EXERCISE BRIEF
Please copy out the records below, swapping each "an example of the layout" for "a sample of the layout" and leaving everything else unchanged.

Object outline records
-------
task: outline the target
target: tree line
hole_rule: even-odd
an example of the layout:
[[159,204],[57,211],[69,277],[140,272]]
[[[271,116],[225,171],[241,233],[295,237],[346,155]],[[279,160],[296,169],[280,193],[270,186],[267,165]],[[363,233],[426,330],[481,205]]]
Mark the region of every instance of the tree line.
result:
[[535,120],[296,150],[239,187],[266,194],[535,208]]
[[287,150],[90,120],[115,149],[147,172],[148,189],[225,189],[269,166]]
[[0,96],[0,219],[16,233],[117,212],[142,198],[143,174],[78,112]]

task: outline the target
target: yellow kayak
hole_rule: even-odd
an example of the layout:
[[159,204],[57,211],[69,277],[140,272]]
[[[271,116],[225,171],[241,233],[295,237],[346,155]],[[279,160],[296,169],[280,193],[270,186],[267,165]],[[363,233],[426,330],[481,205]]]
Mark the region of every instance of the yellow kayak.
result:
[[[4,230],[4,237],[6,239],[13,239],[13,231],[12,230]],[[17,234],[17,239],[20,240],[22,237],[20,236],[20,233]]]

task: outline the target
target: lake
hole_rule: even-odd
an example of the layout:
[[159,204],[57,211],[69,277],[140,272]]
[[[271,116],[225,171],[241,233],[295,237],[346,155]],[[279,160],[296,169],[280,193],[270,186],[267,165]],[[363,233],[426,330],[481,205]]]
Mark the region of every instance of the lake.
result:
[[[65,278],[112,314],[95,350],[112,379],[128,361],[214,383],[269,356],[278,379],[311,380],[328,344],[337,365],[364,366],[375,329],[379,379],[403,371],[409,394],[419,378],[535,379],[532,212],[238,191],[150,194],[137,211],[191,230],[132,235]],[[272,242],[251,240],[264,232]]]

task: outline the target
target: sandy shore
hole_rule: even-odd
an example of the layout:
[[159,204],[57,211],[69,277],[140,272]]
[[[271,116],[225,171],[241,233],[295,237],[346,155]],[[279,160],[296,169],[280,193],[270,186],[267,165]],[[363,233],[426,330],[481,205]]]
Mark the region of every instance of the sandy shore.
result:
-------
RESPONSE TO THIS EXERCISE
task: outline the target
target: tree line
hole_rule: even-odd
a sample of the layout:
[[159,204],[57,211],[69,277],[140,272]]
[[[271,116],[225,171],[241,233],[295,237],[346,155]],[[279,160],[296,169],[280,193],[270,186],[267,165]],[[363,233],[426,330],[481,205]]]
Mark the region of every instance of the tree line.
result:
[[535,120],[296,150],[239,187],[266,194],[535,208]]
[[287,150],[90,120],[115,149],[147,172],[148,189],[225,189],[269,166]]
[[0,96],[0,219],[16,233],[117,212],[142,198],[143,174],[78,112]]

task: outline the target
target: yellow kayak
hole_rule: even-odd
a sample of the layout:
[[159,204],[57,211],[69,277],[140,272]]
[[[271,116],[225,171],[241,233],[295,237],[346,155]],[[279,160],[296,169],[280,193],[270,186],[267,165]],[[363,233],[426,330],[481,205]]]
Mark the region of every instance of the yellow kayak.
result:
[[[4,230],[4,237],[6,239],[13,239],[13,231],[12,230]],[[17,234],[17,239],[20,240],[22,237],[20,236],[20,233]]]

task: outline the target
target: lake
hole_rule: even-odd
a sample of the layout:
[[159,204],[57,211],[69,277],[140,272]]
[[[271,116],[225,171],[241,233],[295,237],[346,155]],[[279,160],[296,169],[280,193],[270,186],[267,165]],[[363,233],[426,330],[481,205]]]
Mark the region of every instance of the lake.
result:
[[[65,278],[112,314],[95,350],[112,379],[128,361],[214,383],[269,356],[278,379],[311,380],[328,344],[337,365],[364,366],[375,329],[379,379],[403,371],[409,394],[419,378],[535,379],[532,212],[238,191],[150,194],[137,211],[191,230],[132,235]],[[272,242],[251,240],[264,232]]]

task: outline the target
target: sandy shore
hole_rule: even-odd
a sample of the layout:
[[159,204],[57,211],[69,277],[140,272]]
[[[271,116],[225,171],[241,233],[295,237],[346,155]],[[279,160],[296,169],[280,193],[270,186],[267,165]],[[363,233],[426,330],[481,205]]]
Mark the region of every instance of the sandy shore.
result:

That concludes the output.